## DESCRIPTION OF THE TASK
Scan the records for the line containing "[point] every instance of the red truck"; extract it and all later lines, verbatim, through the end, and nothing before it.

## GIVEN RECORDS
************
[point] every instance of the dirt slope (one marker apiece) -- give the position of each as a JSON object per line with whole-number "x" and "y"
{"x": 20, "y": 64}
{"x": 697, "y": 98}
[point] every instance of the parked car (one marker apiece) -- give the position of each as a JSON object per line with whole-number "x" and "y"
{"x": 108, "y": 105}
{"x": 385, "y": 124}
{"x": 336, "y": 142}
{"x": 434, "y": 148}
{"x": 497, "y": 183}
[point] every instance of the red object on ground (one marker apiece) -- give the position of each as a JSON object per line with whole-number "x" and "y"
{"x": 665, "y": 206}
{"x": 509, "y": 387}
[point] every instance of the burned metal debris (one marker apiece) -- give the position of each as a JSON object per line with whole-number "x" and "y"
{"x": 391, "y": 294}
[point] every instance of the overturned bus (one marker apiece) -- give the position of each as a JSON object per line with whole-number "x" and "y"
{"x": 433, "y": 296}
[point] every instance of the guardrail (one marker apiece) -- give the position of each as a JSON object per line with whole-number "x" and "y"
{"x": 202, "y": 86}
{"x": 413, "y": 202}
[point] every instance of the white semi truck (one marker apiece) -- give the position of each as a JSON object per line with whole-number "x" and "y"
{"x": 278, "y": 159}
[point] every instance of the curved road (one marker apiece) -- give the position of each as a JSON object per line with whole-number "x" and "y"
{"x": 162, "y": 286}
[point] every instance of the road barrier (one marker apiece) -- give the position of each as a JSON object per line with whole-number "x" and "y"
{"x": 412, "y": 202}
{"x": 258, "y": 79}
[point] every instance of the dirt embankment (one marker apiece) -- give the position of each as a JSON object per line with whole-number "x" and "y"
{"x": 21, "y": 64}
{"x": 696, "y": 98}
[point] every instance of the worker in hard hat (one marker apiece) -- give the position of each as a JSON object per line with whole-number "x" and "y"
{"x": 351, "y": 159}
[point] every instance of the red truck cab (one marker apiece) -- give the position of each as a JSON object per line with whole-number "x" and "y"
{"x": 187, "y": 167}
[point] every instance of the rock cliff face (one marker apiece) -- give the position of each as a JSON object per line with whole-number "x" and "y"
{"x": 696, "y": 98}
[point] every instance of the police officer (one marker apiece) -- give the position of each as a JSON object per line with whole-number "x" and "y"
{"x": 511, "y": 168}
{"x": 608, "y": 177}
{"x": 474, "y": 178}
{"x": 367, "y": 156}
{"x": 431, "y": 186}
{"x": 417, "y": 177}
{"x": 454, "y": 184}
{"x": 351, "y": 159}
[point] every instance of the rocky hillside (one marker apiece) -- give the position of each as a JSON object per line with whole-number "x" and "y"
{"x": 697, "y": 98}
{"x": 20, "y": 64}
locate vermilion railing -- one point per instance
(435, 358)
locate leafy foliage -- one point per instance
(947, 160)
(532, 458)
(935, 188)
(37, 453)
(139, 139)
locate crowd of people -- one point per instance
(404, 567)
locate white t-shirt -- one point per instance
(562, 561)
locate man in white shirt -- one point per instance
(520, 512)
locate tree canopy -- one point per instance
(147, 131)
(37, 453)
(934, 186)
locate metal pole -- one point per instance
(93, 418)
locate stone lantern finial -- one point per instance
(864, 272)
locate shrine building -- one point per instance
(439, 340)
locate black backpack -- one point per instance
************
## COMPLETED TASK
[point] every instance of the red truck cab (one marker apiece) -- give the position of each as a JSON object per line with whole-number "x" and "y"
{"x": 187, "y": 167}
[point] every instance of the rock cliff face (one marker apiece) -- give the position of each as a JSON object per line with whole-number "x" and "y"
{"x": 696, "y": 98}
[point] every instance of the police officer (one marker apiece) -- give the position of each as a JSON object per line with whole-number "x" and "y"
{"x": 511, "y": 168}
{"x": 608, "y": 177}
{"x": 474, "y": 178}
{"x": 367, "y": 156}
{"x": 431, "y": 186}
{"x": 417, "y": 177}
{"x": 454, "y": 184}
{"x": 351, "y": 159}
[point] every instance of the rocky hillside (one marker apiece) -- give the position of each as a JSON object per line with whole-number "x" and "y"
{"x": 697, "y": 98}
{"x": 20, "y": 64}
locate vermilion railing -- one point per instance
(435, 358)
locate leafy foliage -- one point per instance
(947, 160)
(532, 458)
(935, 188)
(37, 453)
(139, 139)
locate crowd of people -- one point per instance
(404, 567)
locate white t-shirt -- one point per instance
(562, 561)
locate man in white shirt -- one point per instance
(520, 512)
locate tree canopy -- one point per instance
(147, 131)
(37, 453)
(934, 186)
locate metal pole -- one point per instance
(93, 418)
locate stone lantern finial -- one point per instance
(864, 272)
locate shrine building -- one point per instance
(439, 340)
locate black backpack -- one point per instance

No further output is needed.